━━━ Material shown ━━━
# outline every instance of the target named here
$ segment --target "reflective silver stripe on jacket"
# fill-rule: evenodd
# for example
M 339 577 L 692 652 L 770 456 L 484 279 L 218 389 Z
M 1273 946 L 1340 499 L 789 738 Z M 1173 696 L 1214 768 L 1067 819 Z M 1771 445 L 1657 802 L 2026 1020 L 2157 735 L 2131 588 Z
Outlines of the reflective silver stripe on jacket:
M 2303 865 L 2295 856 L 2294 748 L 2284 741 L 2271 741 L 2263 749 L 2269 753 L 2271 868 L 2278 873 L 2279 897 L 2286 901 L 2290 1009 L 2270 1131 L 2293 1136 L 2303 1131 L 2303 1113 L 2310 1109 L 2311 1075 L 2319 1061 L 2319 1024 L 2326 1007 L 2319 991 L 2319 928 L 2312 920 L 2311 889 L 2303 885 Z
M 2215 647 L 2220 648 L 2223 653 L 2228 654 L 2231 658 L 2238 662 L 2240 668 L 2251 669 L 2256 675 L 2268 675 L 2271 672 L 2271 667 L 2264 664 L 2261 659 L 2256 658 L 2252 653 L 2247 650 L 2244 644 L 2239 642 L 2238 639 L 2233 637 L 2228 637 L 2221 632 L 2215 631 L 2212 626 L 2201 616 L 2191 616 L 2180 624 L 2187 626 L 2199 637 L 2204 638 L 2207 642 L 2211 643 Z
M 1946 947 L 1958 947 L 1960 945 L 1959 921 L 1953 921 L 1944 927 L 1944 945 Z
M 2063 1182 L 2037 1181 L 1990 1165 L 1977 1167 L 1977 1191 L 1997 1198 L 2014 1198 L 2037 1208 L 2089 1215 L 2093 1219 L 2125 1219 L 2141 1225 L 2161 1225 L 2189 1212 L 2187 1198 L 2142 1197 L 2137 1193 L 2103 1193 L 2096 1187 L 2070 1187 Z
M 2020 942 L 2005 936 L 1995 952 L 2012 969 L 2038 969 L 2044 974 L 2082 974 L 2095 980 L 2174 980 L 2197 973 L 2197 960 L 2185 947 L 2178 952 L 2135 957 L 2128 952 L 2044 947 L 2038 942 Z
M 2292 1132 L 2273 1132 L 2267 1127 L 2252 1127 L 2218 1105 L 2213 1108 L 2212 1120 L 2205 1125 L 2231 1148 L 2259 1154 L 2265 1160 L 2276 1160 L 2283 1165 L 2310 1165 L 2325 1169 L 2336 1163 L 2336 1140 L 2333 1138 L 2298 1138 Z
━━━
*Activity*: What is wanted is every line from the first line of the entries through the line that contains "M 1273 946 L", given again exactly.

*Exercise solution*:
# outline every instance of the target named here
$ segment --target "reflective silver stripe on jacket"
# fill-rule: evenodd
# for example
M 339 577 L 692 652 L 770 456 L 484 279 L 218 389 Z
M 1273 946 L 1340 499 L 789 738 Z M 1173 696 L 1214 768 L 1067 819 Z M 1771 445 L 1657 802 L 2026 1020 L 2157 735 L 2131 588 Z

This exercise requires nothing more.